##### RECORD LIST #####
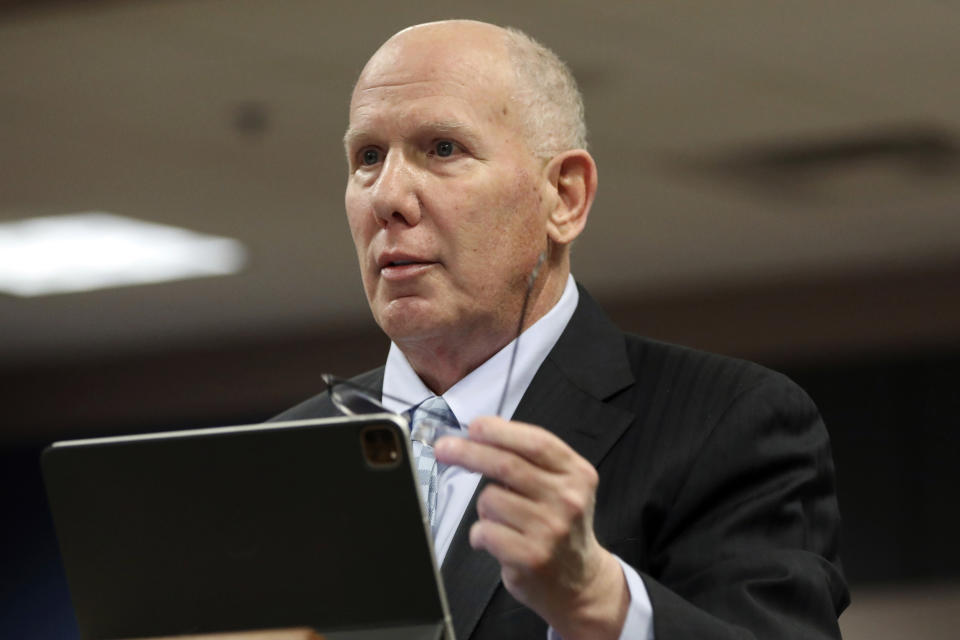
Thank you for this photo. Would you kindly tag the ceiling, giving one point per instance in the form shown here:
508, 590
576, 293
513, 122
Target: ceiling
737, 142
#####
◆ WORK TO DO
Reproduce all the entries above verbatim, line for line, leaving out the pictures.

◆ SOLUTION
Thank you for this photo. Would you kindly tag the ceiling, giving one point per instance in the form shown here:
508, 590
576, 293
513, 122
Target: ceiling
737, 142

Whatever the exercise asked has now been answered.